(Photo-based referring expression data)
++++++++

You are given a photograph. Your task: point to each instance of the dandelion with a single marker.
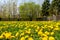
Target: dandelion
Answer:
(22, 38)
(30, 38)
(51, 38)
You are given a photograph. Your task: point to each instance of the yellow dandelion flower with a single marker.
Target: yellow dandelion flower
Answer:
(56, 28)
(51, 38)
(44, 38)
(52, 33)
(26, 36)
(7, 35)
(17, 34)
(47, 33)
(40, 32)
(1, 37)
(22, 38)
(30, 38)
(22, 34)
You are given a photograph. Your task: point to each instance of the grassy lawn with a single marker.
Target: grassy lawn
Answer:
(29, 30)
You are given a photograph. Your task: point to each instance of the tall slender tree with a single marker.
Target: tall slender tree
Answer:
(45, 8)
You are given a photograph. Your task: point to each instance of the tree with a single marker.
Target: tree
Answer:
(29, 10)
(55, 7)
(45, 8)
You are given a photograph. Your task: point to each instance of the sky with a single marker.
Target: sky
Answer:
(21, 1)
(36, 1)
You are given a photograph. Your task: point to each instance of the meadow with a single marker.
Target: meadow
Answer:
(29, 30)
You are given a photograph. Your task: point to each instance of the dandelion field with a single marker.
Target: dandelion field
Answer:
(29, 30)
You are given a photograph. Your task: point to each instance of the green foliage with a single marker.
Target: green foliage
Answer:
(45, 8)
(29, 10)
(55, 7)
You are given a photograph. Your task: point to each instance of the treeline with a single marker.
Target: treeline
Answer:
(29, 10)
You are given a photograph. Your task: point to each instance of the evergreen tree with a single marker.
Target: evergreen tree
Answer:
(45, 8)
(55, 7)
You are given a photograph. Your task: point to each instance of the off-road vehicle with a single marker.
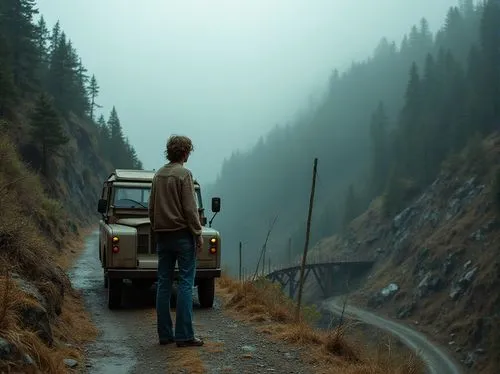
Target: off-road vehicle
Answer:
(127, 248)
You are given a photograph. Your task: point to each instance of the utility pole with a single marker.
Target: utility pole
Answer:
(306, 245)
(240, 264)
(264, 260)
(263, 250)
(290, 251)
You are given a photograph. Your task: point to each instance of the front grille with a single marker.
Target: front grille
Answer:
(143, 244)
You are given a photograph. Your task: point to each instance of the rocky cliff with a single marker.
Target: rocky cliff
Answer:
(436, 261)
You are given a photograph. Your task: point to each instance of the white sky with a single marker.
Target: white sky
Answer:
(222, 72)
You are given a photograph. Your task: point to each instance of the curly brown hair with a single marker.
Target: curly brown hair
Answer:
(178, 147)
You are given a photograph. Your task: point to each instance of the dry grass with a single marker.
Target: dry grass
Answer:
(329, 352)
(70, 330)
(37, 242)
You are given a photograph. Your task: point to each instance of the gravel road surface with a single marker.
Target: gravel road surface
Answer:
(437, 359)
(128, 343)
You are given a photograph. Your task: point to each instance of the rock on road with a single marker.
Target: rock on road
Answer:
(436, 358)
(128, 344)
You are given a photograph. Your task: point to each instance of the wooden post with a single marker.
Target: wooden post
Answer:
(290, 251)
(240, 264)
(306, 245)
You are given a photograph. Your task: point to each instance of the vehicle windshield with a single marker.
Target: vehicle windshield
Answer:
(129, 197)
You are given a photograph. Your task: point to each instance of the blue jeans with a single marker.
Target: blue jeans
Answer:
(171, 247)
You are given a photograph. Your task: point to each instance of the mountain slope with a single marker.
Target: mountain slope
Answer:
(440, 253)
(274, 178)
(53, 159)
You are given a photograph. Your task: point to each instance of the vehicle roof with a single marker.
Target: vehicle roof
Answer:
(133, 175)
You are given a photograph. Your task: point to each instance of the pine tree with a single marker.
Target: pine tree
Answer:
(93, 92)
(16, 25)
(490, 43)
(55, 35)
(47, 130)
(116, 139)
(380, 149)
(42, 41)
(351, 207)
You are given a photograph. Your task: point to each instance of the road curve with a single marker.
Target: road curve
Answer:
(436, 358)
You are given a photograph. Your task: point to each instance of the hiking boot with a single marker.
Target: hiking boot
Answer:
(165, 342)
(195, 342)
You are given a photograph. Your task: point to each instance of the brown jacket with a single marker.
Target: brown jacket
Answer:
(172, 204)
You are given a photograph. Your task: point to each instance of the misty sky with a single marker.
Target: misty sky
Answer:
(222, 72)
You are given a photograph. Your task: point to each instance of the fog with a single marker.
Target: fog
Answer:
(222, 72)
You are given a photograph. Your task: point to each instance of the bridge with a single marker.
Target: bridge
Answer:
(328, 275)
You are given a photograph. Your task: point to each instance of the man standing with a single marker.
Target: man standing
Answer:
(176, 223)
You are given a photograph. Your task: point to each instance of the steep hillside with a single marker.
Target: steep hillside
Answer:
(436, 260)
(363, 105)
(53, 158)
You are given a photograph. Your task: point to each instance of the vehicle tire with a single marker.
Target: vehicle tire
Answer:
(114, 293)
(206, 292)
(173, 300)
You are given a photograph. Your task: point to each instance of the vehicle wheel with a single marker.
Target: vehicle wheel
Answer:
(114, 293)
(173, 300)
(206, 292)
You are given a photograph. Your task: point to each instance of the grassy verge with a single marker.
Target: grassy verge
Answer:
(330, 352)
(43, 324)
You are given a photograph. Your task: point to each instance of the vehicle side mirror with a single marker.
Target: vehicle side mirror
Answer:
(216, 204)
(102, 205)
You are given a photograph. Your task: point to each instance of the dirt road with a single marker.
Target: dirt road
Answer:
(438, 361)
(128, 342)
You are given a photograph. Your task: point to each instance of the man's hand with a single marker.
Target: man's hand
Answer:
(199, 243)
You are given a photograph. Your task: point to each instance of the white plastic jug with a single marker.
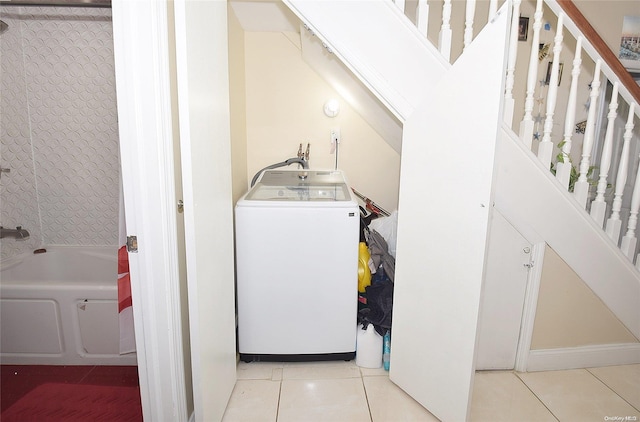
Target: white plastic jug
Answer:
(368, 347)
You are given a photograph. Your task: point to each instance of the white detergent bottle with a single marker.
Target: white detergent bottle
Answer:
(368, 347)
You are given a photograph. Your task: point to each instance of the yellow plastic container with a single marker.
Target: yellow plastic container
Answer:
(364, 273)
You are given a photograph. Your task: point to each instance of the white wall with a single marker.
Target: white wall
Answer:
(284, 100)
(58, 131)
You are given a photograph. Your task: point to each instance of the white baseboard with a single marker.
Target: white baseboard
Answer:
(583, 357)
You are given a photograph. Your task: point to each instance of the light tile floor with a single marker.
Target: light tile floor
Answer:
(343, 392)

++++++++

• _Exercise_
Your reply should be one number, the count of lines in the data that include the word "jacket".

• _Task solution_
2